◆ **Page extract**

((

A Hidden Heaven in Paksong

A Hidden Heaven in Paksong 

By Patithin Phetmeuangphuan

Welcoming Visit Laos Year 2018, Vientiane Times is publishing a series of feature articles and images inviting you to experience the authentic nature, culture, history and hospitality of Laos, Jewel of the Mekong.

If you want a true taste of heaven in this world, it can be found in the south of Laos in Nongluang village among the hills of Pakxong district in Champassak province.

A day-and-night camp out organised by the local community will take you to earthly perfection at Lan Yai, atop the Bolaven plateau.
This is still a hidden place and few people know about it. But I was really lucky as I found out about it when I visited a friend’s house and fell into conversation with a tour guide.

This viewpoint provides a great view of waterfalls and a sea of fog.

So last weekend I and four local friends visited the place for the first time. I was amazed that my friends lived so close but had never been there before.

The tour guide said it would take about 90 minutes to get there but in the end it took almost three hours because we took our time observing our surroundings and taking photos.

It turned out to be quite a long way but I didn’t get tired and didn’t feel like I was trekking through high hills. But we made lots of stops, especially when we came to a river in the woods.

When we arrived at the top, all of us were very excited because it was so beautiful and there were wild flowers growing, even though at this time of the year most are long gone.

One of our tour guides had prepared a camp site for us. He told us the hills were particularly beautiful in the rainy season because of all the different coloured flowers and that was the best time to visit.

))

◆ **Things to do**
1: Sum up the Paksong article in two sentences.
2: According to the Paksong article, what four things about Laos does the Vientiane Times series invite readers to experience? List them all.
3: From the Paksong article, quote the part that opens with the words containing "When we arrived" and closes with "are long gone.".

◆ **Extracted material**
((

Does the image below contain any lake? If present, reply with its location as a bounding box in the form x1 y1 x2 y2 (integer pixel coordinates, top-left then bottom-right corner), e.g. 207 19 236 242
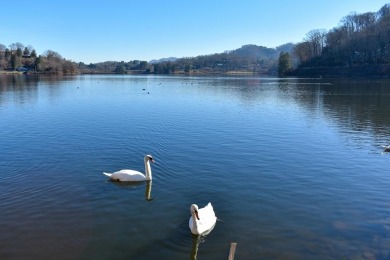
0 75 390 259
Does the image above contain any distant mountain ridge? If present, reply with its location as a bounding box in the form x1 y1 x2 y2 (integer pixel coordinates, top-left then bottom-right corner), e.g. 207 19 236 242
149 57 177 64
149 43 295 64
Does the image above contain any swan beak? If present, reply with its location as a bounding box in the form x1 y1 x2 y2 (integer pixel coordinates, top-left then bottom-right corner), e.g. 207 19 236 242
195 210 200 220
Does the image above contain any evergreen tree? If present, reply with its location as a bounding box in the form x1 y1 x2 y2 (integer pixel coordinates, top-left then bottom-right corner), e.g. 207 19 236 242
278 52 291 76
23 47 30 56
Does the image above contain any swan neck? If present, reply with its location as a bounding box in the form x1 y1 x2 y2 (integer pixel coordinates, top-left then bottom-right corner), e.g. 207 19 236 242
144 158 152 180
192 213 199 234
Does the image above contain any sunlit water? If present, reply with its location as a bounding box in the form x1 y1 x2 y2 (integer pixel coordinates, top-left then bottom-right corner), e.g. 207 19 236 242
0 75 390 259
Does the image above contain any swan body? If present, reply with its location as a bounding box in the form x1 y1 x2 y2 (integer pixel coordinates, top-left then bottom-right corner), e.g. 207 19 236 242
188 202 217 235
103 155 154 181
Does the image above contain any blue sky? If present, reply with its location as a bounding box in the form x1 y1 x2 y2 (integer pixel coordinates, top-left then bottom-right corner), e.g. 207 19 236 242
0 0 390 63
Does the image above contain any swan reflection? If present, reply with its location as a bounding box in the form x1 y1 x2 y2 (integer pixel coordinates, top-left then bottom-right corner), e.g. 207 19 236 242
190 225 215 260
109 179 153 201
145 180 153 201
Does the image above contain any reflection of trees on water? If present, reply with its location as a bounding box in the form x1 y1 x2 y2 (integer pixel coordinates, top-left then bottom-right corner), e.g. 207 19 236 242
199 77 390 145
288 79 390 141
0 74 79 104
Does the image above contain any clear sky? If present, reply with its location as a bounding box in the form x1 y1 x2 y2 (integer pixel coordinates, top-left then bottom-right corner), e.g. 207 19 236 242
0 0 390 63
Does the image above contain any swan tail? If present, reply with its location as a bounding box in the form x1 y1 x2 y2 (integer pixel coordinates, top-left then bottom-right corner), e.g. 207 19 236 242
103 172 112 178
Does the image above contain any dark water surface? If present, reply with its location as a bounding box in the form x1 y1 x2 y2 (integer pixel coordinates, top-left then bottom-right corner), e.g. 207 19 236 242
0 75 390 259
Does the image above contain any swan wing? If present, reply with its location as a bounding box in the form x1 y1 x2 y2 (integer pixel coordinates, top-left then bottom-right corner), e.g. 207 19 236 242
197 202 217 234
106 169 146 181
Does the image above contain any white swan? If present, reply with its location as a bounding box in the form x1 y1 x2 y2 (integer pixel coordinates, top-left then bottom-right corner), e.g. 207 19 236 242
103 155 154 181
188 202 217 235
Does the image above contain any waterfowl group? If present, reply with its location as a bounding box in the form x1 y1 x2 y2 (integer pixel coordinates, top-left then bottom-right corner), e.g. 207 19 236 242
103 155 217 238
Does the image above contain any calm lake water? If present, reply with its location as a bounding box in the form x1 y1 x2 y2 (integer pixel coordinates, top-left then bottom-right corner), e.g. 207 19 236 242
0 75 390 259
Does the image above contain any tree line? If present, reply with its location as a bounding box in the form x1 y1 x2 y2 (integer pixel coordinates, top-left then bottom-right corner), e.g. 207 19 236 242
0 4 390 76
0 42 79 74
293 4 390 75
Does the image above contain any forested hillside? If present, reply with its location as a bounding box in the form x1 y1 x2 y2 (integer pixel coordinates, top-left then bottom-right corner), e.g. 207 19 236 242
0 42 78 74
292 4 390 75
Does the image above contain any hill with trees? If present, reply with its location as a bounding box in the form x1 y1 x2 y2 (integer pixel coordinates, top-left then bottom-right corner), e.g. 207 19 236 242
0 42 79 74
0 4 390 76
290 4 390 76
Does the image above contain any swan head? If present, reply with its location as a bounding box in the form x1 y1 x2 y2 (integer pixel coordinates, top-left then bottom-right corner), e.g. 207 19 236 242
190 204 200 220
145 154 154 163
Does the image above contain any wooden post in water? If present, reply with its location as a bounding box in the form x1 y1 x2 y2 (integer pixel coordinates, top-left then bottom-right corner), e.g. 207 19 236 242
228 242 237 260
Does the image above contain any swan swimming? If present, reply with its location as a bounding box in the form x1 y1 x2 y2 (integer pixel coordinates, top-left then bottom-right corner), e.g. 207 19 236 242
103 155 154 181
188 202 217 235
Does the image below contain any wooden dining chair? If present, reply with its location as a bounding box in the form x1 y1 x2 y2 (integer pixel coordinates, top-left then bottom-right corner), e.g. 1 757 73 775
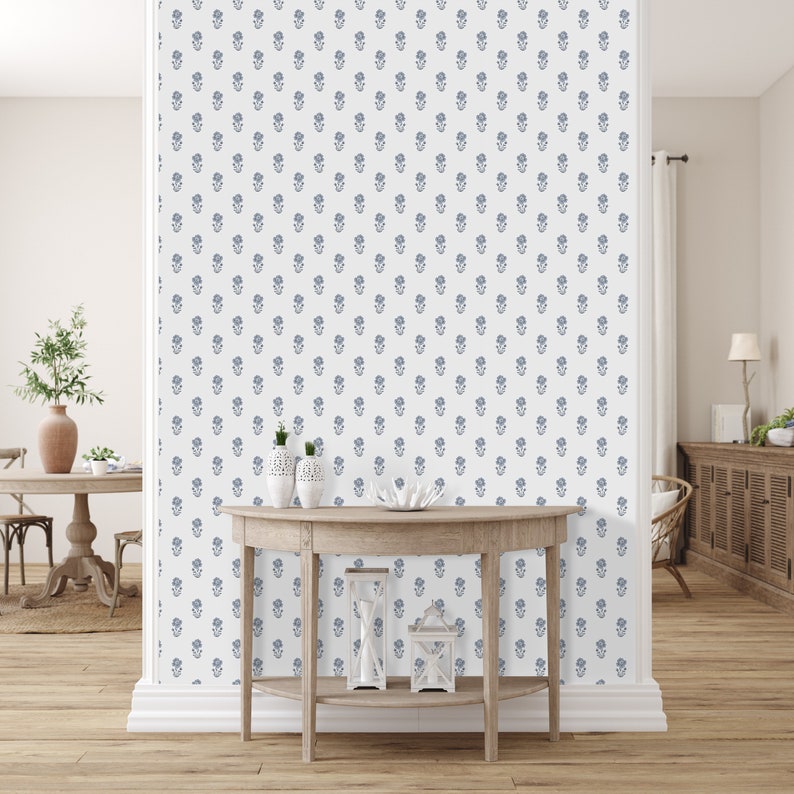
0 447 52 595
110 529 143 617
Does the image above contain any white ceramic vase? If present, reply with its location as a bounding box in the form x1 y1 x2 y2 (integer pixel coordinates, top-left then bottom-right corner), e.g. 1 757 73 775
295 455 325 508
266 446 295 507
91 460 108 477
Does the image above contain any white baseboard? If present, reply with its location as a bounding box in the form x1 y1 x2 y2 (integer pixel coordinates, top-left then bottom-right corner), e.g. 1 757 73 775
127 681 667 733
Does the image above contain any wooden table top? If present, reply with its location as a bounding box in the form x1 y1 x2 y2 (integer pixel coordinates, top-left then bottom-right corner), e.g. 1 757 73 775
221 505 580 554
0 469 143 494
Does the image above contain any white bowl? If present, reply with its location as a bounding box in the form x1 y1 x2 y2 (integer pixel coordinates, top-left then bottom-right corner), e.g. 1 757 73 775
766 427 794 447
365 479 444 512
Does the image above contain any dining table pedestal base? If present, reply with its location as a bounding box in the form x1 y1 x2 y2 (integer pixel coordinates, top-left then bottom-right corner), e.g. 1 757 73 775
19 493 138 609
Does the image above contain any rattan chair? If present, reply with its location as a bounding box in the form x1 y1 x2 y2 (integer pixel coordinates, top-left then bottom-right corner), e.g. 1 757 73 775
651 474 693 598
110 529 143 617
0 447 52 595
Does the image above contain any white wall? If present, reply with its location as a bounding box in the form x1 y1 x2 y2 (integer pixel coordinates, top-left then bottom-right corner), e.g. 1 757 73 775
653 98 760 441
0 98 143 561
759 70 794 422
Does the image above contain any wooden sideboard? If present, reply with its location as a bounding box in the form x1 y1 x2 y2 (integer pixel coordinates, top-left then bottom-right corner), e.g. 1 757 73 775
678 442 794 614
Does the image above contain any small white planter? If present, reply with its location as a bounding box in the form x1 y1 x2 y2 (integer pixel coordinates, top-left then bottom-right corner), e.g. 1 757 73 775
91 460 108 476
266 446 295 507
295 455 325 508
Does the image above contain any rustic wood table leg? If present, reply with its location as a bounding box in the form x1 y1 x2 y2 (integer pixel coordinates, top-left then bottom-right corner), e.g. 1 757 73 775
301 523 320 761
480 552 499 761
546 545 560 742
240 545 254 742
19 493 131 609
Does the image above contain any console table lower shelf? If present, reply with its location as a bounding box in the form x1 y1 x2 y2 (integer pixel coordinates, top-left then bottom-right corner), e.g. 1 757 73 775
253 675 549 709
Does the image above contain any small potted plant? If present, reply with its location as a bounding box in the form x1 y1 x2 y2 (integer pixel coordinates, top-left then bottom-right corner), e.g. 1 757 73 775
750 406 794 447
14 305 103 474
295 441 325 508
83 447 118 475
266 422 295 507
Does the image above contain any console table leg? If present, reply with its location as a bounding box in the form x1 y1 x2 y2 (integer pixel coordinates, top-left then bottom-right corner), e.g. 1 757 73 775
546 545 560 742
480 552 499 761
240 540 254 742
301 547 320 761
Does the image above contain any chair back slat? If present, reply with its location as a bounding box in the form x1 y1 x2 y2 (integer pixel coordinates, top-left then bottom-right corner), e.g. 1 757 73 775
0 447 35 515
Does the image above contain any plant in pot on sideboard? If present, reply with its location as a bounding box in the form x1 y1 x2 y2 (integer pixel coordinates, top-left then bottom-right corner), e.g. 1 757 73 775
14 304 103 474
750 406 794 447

))

◆ **Problem solutions**
1: The writer and four local friends went on a camp trip, organized by the local community, to Lan Yai, a little-known spot atop the Bolaven plateau near Nongluang village in Pakxong district, Champassak province. The walk took almost three hours because of their many stops, and at the top they found beautiful views and wild flowers, which a guide said are at their best in the rainy season.

2:
- Nature
- Culture
- History
- Hospitality

3:
When we arrived at the top, all of us were very excited because it was so beautiful and there were wild flowers growing, even though at this time of the year most are long gone.